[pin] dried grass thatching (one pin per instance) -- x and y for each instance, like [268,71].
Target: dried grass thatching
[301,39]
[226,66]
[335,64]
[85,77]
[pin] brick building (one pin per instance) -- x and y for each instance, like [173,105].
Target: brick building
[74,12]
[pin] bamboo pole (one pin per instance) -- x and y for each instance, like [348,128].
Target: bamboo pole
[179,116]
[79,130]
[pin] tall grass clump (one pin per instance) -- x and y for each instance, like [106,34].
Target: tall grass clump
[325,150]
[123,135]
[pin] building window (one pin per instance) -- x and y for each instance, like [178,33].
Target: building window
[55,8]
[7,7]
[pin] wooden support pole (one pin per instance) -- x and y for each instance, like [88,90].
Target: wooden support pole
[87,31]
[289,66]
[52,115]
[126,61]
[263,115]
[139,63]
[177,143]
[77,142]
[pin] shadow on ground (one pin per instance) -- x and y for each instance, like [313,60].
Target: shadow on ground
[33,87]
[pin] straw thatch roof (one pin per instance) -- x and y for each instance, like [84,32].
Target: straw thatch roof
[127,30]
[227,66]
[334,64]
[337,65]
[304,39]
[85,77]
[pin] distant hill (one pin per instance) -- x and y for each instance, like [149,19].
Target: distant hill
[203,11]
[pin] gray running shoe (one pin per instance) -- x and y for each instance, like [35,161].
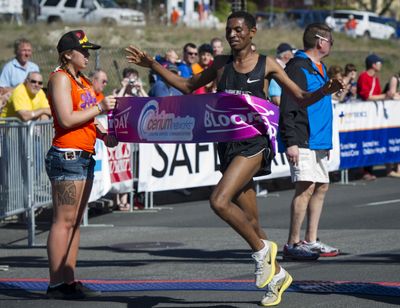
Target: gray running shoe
[273,296]
[265,265]
[299,252]
[324,250]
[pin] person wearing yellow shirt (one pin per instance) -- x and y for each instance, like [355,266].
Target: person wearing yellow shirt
[28,100]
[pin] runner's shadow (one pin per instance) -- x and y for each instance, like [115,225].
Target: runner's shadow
[153,301]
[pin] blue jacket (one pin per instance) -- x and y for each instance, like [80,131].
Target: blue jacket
[309,127]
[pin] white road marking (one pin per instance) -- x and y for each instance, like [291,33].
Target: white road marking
[379,203]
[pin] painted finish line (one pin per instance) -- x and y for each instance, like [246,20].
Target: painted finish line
[344,287]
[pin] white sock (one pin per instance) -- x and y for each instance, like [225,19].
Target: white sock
[279,275]
[264,250]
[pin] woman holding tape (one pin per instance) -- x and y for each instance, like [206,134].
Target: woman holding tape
[69,162]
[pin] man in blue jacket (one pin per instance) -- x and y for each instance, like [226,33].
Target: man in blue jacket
[307,136]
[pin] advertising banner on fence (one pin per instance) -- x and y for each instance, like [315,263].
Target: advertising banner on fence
[102,179]
[177,166]
[193,118]
[121,169]
[369,133]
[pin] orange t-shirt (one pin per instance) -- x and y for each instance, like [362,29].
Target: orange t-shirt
[82,137]
[320,68]
[99,97]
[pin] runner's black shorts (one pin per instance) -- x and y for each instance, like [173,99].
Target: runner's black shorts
[227,151]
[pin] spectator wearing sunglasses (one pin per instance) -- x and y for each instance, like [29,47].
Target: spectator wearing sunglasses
[190,57]
[99,81]
[15,71]
[28,100]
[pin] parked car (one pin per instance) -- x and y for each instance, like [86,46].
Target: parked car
[90,11]
[302,18]
[394,23]
[369,24]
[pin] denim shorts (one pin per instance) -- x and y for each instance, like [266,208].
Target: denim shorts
[60,169]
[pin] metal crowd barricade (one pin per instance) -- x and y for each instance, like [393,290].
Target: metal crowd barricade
[40,136]
[24,185]
[13,161]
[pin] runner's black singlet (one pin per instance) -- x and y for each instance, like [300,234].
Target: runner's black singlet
[251,83]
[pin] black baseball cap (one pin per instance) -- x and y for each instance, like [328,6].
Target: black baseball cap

________

> AIM OF THE TASK:
Your copy should hold every entry exactly as written, but none of the pictures.

> EXPECTED ANSWER:
[pin] dried grass thatching (one pin per instance) -- x and y for each instance, like [268,71].
Target: dried grass thatching
[301,39]
[226,66]
[335,64]
[85,77]
[pin] brick building (one pin per instance) -- x and y for each instance, like [173,105].
Target: brick building
[74,12]
[pin] bamboo pole (one pin per instance) -- x and y for each instance, like [348,128].
Target: bamboo pole
[179,116]
[79,130]
[pin] tall grass clump (one pin per instance) -- x and y for each instance, like [106,34].
Target: tall grass clump
[325,150]
[123,135]
[pin] building window (one pin per instance) -- x and y for each instance, like [178,33].
Target: building window
[55,8]
[7,7]
[pin] wooden support pole (one pin per instance) -- x and y for each instance, like [88,90].
Target: wooden support pole
[87,31]
[289,66]
[52,115]
[126,61]
[263,115]
[139,63]
[177,143]
[77,142]
[pin] shadow on ground (one pin per instance) -- x and y for each instance, like [313,60].
Target: shadow on ground
[33,87]
[pin] straw thatch roof (one pin per instance) -- x and y for each instance, like [84,32].
Target: straw thatch roof
[127,30]
[227,66]
[334,64]
[337,65]
[304,39]
[85,77]
[pin] distant hill (one pin per instance) -- x and y for each instance, like [149,19].
Target: distant hill
[203,11]
[pin] gray running shoe (one pin per instance) -- x and y for each instance, like [35,161].
Target: gray running shoe
[273,296]
[265,265]
[299,252]
[324,250]
[pin] person wearing yellow shirt (one pin per instance) -- x and y for each instance, like [355,266].
Target: person wearing yellow shirt
[28,100]
[pin] runner's shadow (one pin per instance) -- x and y for each instance, like [115,225].
Target: runner's shadow
[153,301]
[pin] blue jacket (one pin per instance) -- x and y for each instance, like [80,131].
Target: blue jacket
[309,127]
[pin] white road marking (one pin per instance) -- x and y for each instance, like [291,33].
Target: white road marking
[379,203]
[pin] painted finish line (one pin per instance) -- x and y for each instance, like [246,20].
Target: painted finish line
[344,287]
[pin] white sock (one pin per instance) -- x and y for each instance, like [225,19].
Target: white sock
[279,275]
[264,250]
[pin] woman holding tape (one pin per instance) -- x and y for each instance, like [206,134].
Target: woman holding tape
[69,162]
[pin] man in blue jacket (one pin per instance) -- x and y for each instance, like [226,33].
Target: man in blue jacket
[307,136]
[pin] advertising banner on fence (one pin per instance) -- x and y for each instance, like [315,263].
Target: advertising banner on fence
[102,179]
[177,166]
[193,118]
[121,169]
[369,133]
[pin] orange t-shirt (one pin per instance) -- x and y for each instance, like [362,29].
Target: orange t-shirt
[82,137]
[320,68]
[99,97]
[pin] runner's black shorts (one pin per instance) -- x and y for each instance, like [173,99].
Target: runner's black shorts
[227,151]
[pin] spectator wearing sunglasses (one pin per instance) -- x and y for each instance, like [29,47].
Target: spectator wearing sunglasses
[190,57]
[99,81]
[15,71]
[28,100]
[pin] parked car (one pin per instance) -- x and y for each instance, like [86,46].
Target: parked car
[90,11]
[302,18]
[394,23]
[369,24]
[pin] denim shorts (one pin per instance) -- x and y for each instance, like [266,208].
Target: denim shorts
[60,169]
[pin] metal crowd barricade (one pin per instance) -- x and y for each instance, like [393,290].
Target: metal crowd barricade
[40,136]
[24,185]
[13,161]
[pin] runner's black singlet (one pin per instance) -- x and y for each instance, like [300,234].
Target: runner's black singlet
[251,83]
[pin] black baseball cap (one pin per instance) -- x and y for each instance, like [328,6].
Target: black baseball cap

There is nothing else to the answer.